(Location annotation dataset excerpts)
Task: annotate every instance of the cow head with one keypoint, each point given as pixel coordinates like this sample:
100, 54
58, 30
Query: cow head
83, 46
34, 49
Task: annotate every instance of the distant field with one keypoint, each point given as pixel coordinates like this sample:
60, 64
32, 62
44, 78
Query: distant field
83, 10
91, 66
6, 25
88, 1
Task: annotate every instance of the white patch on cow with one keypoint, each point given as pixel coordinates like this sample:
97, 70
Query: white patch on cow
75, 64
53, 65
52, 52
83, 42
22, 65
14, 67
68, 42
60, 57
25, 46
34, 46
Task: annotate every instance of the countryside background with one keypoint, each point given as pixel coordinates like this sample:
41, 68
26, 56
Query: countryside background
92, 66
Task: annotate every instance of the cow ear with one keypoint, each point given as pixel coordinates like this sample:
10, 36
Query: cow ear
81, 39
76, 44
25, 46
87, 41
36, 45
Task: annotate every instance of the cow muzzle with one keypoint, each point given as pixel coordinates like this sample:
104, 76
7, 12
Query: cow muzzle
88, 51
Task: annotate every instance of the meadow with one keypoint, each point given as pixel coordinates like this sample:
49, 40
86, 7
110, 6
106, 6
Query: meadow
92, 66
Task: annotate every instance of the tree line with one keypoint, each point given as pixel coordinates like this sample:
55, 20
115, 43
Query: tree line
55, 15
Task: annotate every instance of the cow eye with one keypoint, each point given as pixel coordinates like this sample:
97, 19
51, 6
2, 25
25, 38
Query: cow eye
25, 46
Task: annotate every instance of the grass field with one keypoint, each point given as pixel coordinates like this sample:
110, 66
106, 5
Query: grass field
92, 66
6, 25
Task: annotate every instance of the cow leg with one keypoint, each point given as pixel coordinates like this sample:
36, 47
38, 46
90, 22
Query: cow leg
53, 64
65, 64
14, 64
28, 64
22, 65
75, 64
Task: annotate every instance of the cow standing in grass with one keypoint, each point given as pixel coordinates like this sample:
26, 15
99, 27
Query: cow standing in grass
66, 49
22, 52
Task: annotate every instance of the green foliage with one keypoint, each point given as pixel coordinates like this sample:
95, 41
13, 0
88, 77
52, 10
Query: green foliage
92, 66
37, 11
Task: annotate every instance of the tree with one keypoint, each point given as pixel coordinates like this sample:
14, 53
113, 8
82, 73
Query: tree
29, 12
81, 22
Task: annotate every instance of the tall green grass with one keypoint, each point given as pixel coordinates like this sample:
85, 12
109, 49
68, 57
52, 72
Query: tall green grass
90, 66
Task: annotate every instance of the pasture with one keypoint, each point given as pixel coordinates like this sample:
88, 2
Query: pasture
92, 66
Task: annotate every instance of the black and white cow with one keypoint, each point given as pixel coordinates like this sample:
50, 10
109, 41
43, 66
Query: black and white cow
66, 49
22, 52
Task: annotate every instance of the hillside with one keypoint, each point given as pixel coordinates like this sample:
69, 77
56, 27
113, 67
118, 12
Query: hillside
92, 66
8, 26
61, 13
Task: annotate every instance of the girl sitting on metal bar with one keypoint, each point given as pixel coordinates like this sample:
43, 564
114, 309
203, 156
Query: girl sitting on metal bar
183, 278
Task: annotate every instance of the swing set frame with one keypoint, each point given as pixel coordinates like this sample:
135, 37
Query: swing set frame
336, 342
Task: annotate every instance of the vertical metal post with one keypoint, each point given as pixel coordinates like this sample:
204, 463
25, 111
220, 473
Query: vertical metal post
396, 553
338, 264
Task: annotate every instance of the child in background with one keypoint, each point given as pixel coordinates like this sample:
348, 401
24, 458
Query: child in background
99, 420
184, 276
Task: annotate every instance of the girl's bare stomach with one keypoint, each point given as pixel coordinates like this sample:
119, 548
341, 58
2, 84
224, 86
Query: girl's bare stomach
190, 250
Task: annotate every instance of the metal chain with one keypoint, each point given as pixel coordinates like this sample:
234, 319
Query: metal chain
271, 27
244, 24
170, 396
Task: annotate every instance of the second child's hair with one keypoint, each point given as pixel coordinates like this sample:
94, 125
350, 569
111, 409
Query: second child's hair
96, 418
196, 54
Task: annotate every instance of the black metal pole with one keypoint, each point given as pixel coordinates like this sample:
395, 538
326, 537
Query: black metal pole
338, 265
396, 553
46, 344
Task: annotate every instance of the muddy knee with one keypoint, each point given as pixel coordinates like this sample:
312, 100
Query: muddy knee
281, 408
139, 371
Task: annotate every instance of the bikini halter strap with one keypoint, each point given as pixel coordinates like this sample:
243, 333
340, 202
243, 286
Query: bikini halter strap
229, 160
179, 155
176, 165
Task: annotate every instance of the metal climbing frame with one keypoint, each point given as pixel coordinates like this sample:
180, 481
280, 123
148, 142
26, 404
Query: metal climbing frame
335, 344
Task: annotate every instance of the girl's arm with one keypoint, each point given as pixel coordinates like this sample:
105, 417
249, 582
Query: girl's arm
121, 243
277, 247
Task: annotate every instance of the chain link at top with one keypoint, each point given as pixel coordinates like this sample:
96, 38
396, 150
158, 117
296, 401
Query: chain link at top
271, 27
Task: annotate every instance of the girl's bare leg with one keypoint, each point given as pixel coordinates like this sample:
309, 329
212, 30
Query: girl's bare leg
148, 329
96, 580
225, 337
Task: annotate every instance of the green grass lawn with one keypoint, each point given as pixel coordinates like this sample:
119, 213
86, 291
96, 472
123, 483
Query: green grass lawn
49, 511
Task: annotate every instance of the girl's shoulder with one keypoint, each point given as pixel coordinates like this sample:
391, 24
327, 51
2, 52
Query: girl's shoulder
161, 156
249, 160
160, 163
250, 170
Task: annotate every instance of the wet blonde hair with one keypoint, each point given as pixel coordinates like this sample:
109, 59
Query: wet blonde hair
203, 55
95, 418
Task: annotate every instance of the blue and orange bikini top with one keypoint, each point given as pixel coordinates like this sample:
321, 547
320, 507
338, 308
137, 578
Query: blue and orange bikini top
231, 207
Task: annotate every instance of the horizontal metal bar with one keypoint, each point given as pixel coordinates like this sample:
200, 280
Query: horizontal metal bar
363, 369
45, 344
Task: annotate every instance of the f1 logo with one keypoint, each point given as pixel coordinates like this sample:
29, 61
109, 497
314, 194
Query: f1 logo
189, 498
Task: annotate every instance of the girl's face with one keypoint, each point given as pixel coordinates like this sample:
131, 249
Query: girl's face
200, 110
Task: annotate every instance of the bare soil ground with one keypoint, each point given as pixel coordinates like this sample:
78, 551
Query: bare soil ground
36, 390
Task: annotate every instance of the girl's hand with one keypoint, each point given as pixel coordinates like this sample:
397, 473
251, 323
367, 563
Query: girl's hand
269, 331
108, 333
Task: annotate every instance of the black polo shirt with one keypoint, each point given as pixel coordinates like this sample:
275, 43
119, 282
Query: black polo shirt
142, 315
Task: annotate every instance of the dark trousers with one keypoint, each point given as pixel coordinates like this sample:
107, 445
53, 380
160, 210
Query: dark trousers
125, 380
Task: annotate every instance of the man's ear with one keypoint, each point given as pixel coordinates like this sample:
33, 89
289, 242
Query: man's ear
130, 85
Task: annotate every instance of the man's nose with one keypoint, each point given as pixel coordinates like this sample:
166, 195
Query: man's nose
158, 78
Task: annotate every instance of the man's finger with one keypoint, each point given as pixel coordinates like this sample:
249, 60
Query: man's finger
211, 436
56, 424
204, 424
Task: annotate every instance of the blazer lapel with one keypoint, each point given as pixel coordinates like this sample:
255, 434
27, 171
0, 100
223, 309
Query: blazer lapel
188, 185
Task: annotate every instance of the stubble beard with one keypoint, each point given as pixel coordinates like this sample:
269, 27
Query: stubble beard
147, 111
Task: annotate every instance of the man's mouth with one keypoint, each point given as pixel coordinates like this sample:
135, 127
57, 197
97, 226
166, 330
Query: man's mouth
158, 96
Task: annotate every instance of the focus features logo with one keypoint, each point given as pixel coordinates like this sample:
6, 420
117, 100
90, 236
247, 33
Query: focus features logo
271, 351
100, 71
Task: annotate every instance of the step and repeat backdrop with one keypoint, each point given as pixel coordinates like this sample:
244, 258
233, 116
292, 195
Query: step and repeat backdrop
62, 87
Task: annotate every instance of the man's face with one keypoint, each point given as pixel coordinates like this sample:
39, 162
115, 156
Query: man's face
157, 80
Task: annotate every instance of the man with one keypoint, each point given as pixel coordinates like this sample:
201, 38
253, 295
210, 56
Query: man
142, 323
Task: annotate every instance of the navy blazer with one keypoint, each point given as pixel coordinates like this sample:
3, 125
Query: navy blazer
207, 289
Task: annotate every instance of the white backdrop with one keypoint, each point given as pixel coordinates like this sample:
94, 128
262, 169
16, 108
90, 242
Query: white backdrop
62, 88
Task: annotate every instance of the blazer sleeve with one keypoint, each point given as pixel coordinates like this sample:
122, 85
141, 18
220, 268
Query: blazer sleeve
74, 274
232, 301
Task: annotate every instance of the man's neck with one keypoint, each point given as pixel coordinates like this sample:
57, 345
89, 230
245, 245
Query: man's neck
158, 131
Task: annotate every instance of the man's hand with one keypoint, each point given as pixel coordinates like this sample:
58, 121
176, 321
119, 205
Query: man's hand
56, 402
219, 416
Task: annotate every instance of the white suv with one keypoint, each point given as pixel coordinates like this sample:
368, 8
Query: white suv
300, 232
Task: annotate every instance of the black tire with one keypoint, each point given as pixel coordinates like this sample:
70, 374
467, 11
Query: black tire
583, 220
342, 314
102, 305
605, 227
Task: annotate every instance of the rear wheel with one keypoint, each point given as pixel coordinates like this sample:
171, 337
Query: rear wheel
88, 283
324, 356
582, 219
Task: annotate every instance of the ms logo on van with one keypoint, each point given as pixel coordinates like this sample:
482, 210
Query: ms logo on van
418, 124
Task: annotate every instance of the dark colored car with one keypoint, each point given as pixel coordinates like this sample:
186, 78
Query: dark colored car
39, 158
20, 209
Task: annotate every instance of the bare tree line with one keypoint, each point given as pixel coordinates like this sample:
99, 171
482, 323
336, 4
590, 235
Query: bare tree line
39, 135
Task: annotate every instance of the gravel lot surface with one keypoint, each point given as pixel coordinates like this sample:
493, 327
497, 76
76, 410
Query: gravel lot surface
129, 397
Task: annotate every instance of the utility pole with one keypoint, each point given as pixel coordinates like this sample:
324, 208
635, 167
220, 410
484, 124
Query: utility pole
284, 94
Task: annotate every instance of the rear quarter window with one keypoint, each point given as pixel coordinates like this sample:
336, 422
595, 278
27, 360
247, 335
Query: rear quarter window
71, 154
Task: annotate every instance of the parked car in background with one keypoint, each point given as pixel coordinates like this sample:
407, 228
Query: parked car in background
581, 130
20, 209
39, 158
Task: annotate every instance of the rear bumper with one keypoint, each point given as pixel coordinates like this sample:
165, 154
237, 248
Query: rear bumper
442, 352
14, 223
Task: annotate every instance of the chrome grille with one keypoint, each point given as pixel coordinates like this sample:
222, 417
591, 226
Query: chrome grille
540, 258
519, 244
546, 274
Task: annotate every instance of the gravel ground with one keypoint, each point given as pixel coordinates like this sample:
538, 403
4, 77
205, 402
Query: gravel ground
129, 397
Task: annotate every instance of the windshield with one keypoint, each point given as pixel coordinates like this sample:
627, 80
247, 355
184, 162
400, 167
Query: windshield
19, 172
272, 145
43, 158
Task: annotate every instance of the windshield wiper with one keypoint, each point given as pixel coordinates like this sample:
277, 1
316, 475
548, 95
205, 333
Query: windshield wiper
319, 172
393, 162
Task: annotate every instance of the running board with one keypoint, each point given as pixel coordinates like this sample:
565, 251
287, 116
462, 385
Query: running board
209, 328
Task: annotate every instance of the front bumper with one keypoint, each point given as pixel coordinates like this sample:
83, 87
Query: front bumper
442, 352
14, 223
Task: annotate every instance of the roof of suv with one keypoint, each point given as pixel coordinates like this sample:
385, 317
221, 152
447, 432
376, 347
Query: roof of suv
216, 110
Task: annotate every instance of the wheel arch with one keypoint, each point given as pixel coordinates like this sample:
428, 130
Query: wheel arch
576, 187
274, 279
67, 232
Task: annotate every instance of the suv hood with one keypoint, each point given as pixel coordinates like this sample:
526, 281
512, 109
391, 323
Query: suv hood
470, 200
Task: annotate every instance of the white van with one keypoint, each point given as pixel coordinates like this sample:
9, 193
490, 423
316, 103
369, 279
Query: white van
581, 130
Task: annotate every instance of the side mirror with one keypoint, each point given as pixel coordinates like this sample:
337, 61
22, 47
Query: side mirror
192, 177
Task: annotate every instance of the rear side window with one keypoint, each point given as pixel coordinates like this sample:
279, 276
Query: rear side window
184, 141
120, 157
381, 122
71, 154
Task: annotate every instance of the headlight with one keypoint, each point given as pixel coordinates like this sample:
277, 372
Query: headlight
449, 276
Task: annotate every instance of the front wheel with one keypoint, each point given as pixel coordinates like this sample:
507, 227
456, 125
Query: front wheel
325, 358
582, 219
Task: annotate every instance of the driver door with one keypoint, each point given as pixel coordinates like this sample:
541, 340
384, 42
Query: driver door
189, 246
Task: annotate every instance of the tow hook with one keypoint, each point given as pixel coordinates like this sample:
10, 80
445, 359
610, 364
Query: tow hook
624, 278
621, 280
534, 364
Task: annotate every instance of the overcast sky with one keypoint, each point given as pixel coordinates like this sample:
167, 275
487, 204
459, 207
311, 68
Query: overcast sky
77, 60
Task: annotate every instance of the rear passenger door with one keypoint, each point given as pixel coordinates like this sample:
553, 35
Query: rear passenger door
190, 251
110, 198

(GOAL OF THE EXERCISE):
Starting at the line that contains "Task: annotate every instance of the white van", copy each line exactly through the end of the listing above. Include that first line and the last one, and add nothing.

(EXERCISE RESPONSE):
Task: annotate every instance of the white van with one keypoint, each point given as pixel coordinates like this sample:
9, 193
490, 423
316, 103
369, 279
Query: white van
581, 130
Task: annotate every instance of the side mirror with one keypoint, each point given as pixel coordinates like this sample:
337, 61
22, 47
Query: side mirror
192, 177
Task: annotate every instance of the rear side window with one keypoint, each point given as pixel coordinates like this sample:
279, 276
Query: rear side window
184, 141
120, 157
381, 122
71, 154
Task: annotate every instance of the headlight with one keypoint, each point given as pixel coordinates like this sample:
277, 372
Query: headlight
449, 276
Task: annotate every instance of the front wheel with one keypoint, each point given as pixel coordinates like this sample:
507, 227
456, 125
Query: front wheel
325, 358
582, 219
Task: annotate every instance of the driver door with one keypoint, each point given as pixel coordinates like this sample:
541, 340
384, 42
Query: driver door
189, 246
Task: annotate every instance of the tow hook with one keypoint, each point given as pixel coordinates like this sample:
10, 80
445, 359
610, 364
Query: tow hook
624, 278
621, 280
534, 364
Task: annotate every instance of the overcast sky with one keypoint, each point given as pixel coordinates like this sample:
167, 275
487, 204
459, 207
311, 68
Query: overcast sky
77, 60
Task: annotate every instance of the rear passenger door with one keypoint, each point given as pixel coordinates like this sample:
553, 35
Query: rear passenger door
190, 251
110, 198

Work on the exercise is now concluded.